## Stated task 1
In the entries below, count the lines that contain the string "would", treating case as significant. Reply with the number only.

## Article
################
From eba20f3be21c4484a96512edd98dbebcb90609b9 Mon Sep 17 00:00:00 2001
From: Anh Uong <anh.uong@ibm.com>
Date: Wed, 15 May 2024 15:43:06 -0600
Subject: [PATCH] fix: merging of model for multi-gpu (#158)

* only copy over if adapter found, problem when lora multi-gpu train

Signed-off-by: Anh-Uong <anh.uong@ibm.com>

* formatting and helpful comment

Signed-off-by: Anh-Uong <anh.uong@ibm.com>

---------

Signed-off-by: Anh-Uong <anh.uong@ibm.com>
---
 build/launch_training.py | 16 ++++++++++------
 1 file changed, 10 insertions(+), 6 deletions(-)

diff --git a/build/launch_training.py b/build/launch_training.py
index b03388e4f..bf9c1538b 100644
--- a/build/launch_training.py
+++ b/build/launch_training.py
@@ -142,12 +142,16 @@ def main():
                     export_path,
                 )
 
-                create_merged_model(
-                    checkpoint_models=full_checkpoint_dir,
-                    export_path=export_path,
-                    base_model=model_args.model_name_or_path,
-                    save_tokenizer=True,
-                )
################
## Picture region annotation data
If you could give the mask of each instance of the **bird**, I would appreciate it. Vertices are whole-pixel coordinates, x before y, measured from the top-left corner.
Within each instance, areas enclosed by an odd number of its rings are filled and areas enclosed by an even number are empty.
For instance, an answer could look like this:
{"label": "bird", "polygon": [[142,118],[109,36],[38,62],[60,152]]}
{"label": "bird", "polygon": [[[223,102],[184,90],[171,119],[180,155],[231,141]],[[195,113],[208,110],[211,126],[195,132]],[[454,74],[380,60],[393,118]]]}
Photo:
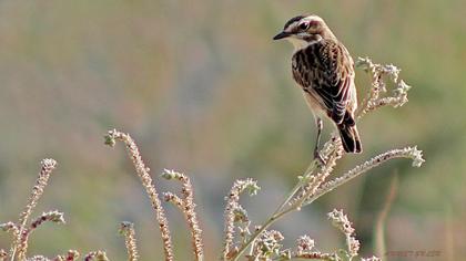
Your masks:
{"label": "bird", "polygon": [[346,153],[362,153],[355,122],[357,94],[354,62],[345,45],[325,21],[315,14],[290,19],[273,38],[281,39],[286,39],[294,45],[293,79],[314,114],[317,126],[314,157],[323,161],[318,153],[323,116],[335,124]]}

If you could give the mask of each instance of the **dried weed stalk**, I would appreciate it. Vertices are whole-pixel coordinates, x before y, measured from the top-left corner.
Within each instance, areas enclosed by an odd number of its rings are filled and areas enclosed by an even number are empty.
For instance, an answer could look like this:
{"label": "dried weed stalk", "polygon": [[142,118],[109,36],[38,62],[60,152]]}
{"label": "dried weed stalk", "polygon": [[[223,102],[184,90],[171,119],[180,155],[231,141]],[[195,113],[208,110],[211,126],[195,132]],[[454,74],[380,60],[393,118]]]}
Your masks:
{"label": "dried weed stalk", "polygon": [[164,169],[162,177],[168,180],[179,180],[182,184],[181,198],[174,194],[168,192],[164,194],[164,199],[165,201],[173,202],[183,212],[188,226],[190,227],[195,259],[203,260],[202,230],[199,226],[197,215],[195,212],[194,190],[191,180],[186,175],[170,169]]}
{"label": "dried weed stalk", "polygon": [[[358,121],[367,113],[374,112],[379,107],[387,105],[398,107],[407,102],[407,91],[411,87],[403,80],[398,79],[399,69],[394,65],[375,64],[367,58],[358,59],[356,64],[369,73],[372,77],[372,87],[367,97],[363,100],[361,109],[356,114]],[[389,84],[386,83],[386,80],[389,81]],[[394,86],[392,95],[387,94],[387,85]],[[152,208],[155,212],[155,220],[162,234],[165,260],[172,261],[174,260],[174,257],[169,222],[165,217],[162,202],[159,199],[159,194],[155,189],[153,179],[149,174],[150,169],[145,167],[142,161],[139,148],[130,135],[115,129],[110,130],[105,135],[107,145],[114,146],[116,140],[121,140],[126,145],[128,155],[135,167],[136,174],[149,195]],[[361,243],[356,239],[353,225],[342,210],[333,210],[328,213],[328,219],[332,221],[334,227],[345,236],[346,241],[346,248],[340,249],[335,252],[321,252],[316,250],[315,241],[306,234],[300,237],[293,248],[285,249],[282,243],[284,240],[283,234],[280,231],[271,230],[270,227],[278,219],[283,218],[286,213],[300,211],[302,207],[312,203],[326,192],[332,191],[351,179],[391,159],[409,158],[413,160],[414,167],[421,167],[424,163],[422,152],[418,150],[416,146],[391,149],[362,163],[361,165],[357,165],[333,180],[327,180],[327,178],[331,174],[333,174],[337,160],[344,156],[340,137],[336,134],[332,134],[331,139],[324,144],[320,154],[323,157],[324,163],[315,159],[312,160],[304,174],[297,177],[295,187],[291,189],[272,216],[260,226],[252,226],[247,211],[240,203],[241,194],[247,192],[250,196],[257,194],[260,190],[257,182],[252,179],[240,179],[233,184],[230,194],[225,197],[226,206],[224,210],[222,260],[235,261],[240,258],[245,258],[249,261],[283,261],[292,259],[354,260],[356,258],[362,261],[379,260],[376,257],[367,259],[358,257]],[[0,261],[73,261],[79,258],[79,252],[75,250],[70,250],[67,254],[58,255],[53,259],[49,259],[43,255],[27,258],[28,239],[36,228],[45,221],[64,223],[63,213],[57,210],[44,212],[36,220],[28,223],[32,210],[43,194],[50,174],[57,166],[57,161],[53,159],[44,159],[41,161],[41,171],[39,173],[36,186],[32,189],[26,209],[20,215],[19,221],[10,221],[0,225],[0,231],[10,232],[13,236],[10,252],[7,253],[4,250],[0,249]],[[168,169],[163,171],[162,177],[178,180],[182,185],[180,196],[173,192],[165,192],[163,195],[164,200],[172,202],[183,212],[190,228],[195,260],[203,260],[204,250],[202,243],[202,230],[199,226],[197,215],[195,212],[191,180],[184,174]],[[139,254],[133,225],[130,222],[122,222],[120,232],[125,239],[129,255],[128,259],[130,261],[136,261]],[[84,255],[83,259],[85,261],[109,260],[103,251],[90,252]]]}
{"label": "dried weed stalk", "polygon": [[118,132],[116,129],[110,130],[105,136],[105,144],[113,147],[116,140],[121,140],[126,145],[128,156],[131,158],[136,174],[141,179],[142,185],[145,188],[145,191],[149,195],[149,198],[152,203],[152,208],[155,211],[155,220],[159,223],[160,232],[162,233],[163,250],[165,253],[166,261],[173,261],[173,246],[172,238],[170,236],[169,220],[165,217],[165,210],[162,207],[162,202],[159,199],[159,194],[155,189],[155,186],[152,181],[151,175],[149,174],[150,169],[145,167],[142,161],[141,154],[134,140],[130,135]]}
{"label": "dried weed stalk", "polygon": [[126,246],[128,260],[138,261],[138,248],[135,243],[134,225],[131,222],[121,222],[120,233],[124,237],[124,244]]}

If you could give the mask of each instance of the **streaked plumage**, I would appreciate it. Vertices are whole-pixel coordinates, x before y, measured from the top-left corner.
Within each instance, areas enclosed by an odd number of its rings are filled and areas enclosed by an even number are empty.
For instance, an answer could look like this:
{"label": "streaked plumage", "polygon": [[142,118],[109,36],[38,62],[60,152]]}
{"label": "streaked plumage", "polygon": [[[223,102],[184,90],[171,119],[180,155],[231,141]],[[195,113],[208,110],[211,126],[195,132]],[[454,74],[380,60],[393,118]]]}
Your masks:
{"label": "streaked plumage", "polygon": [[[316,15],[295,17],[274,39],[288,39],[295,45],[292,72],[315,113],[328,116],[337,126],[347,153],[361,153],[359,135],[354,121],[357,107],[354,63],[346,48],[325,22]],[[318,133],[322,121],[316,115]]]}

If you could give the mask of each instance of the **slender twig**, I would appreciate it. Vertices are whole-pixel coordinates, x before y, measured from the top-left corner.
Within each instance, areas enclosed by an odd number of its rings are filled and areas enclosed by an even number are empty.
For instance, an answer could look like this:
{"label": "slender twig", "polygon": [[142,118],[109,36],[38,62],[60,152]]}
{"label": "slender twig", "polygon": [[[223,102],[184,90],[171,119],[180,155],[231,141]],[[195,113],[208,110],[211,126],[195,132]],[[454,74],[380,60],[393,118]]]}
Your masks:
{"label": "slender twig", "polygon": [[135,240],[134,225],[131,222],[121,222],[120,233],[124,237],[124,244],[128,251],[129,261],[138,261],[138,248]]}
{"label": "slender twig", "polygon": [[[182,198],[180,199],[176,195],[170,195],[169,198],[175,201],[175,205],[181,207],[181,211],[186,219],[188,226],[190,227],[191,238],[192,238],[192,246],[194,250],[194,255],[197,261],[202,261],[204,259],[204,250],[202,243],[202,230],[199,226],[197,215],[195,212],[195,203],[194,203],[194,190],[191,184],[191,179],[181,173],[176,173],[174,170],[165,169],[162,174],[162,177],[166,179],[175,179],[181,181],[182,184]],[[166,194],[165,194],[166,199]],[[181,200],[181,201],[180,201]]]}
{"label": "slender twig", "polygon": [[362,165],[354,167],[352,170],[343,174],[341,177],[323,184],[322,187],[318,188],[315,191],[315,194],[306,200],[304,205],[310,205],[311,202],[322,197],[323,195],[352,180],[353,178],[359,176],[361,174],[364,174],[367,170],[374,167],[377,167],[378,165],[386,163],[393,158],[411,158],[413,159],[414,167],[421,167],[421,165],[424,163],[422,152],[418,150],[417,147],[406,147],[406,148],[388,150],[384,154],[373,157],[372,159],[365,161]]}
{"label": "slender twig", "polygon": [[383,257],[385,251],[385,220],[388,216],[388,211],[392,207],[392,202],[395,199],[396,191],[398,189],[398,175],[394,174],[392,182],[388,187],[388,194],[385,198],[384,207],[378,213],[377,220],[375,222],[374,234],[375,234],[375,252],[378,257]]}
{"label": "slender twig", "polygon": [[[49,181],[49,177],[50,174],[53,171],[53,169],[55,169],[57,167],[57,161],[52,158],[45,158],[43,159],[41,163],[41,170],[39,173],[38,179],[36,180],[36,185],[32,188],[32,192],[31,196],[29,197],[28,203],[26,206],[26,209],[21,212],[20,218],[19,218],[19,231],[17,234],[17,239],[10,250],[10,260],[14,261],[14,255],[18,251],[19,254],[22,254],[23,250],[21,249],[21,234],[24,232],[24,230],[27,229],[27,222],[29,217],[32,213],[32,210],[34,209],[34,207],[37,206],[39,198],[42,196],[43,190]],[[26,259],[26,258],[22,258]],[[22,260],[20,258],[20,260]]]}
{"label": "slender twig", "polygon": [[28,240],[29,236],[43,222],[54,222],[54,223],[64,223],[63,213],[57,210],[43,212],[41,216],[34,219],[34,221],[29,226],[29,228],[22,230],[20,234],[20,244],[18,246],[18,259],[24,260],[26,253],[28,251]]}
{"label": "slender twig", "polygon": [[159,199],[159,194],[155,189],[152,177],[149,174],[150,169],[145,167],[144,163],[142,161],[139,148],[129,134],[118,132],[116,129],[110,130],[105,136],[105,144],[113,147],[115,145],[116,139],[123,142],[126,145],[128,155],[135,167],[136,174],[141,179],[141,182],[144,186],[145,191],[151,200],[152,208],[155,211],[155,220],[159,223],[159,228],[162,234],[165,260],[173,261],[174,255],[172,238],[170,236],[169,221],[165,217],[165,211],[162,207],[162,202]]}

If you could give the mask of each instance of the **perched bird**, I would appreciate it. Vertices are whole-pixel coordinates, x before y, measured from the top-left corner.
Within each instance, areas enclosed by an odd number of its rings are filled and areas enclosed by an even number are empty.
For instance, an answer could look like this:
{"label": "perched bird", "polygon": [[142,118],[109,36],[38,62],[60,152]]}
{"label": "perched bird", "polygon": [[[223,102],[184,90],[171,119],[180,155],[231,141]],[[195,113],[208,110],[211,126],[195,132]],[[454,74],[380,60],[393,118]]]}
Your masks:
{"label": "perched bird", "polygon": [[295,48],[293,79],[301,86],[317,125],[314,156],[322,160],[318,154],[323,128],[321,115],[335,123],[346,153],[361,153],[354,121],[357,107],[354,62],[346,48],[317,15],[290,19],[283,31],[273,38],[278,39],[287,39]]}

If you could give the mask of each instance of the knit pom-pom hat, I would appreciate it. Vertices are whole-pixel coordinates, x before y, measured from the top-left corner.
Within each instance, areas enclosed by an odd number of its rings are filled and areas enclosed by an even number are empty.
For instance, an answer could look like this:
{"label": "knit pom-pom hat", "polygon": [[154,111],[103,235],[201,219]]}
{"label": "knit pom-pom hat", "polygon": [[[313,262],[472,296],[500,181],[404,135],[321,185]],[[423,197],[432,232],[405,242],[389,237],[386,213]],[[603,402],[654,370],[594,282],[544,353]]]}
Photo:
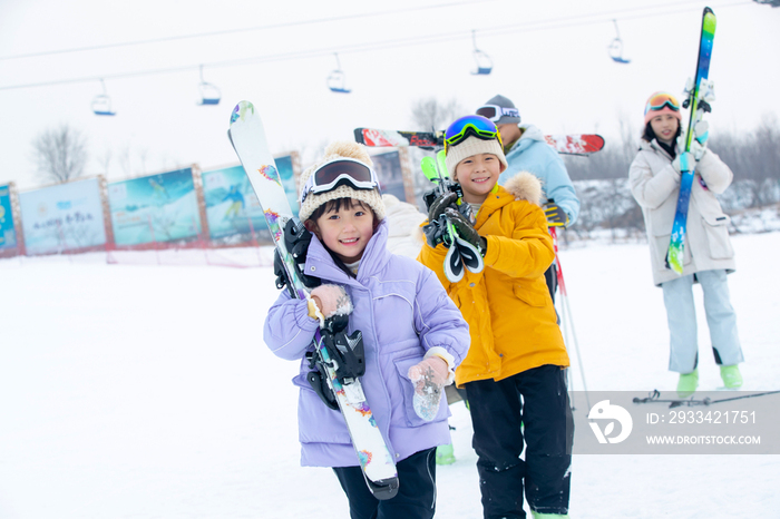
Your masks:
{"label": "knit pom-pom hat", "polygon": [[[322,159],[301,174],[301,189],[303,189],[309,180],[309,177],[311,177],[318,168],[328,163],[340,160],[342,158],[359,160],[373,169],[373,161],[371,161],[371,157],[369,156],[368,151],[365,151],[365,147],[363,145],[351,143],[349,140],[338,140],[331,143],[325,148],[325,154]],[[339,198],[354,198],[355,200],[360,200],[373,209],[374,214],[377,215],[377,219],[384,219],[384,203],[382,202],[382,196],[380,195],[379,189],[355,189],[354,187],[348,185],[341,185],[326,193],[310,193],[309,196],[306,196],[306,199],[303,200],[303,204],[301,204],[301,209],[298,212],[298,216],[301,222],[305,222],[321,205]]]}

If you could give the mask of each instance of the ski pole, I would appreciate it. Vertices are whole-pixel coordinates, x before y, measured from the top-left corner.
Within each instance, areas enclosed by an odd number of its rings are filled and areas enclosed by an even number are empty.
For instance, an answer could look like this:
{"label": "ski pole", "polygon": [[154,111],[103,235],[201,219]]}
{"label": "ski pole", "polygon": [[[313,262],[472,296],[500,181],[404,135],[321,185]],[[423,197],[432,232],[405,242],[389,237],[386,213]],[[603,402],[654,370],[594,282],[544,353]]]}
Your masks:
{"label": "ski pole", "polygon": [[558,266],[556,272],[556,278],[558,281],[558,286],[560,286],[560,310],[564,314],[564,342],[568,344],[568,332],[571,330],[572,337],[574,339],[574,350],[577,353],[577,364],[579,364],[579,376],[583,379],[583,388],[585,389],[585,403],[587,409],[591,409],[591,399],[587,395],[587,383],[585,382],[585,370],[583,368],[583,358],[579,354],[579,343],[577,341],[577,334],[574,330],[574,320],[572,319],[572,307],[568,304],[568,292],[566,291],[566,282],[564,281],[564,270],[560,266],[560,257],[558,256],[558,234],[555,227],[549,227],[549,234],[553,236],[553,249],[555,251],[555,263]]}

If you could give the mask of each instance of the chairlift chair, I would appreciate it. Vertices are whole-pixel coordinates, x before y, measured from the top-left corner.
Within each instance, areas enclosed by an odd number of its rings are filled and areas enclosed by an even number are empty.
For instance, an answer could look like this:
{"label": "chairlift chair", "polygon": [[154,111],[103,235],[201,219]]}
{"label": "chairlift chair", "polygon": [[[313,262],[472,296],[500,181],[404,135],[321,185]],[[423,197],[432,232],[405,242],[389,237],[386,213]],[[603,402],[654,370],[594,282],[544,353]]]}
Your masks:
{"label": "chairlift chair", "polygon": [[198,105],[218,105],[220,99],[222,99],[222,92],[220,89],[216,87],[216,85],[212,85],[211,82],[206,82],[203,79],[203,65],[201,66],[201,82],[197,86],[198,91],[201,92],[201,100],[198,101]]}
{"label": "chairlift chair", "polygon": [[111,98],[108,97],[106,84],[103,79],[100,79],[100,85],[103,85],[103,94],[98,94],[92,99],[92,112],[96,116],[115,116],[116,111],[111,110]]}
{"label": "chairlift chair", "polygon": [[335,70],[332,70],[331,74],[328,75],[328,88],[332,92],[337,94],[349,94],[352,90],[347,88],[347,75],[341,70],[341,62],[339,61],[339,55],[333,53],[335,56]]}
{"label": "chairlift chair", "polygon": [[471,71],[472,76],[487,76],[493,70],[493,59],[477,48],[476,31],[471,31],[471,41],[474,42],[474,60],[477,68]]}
################
## Stated task 2
Write the next part of the multi-GPU model-merging patch, picking up after its last line.

## Reply 1
8

## Reply 2
+                # ensure checkpoint dir has correct files, important with multi-gpu tuning
+                if os.path.exists(
+                    os.path.join(full_checkpoint_dir, "adapter_config.json")
+                ):
+                    create_merged_model(
+                        checkpoint_models=full_checkpoint_dir,
+                        export_path=export_path,
+                        base_model=model_args.model_name_or_path,
+                        save_tokenizer=True,
+                    )
             except Exception as e:  # pylint: disable=broad-except
                 logging.error(traceback.format_exc())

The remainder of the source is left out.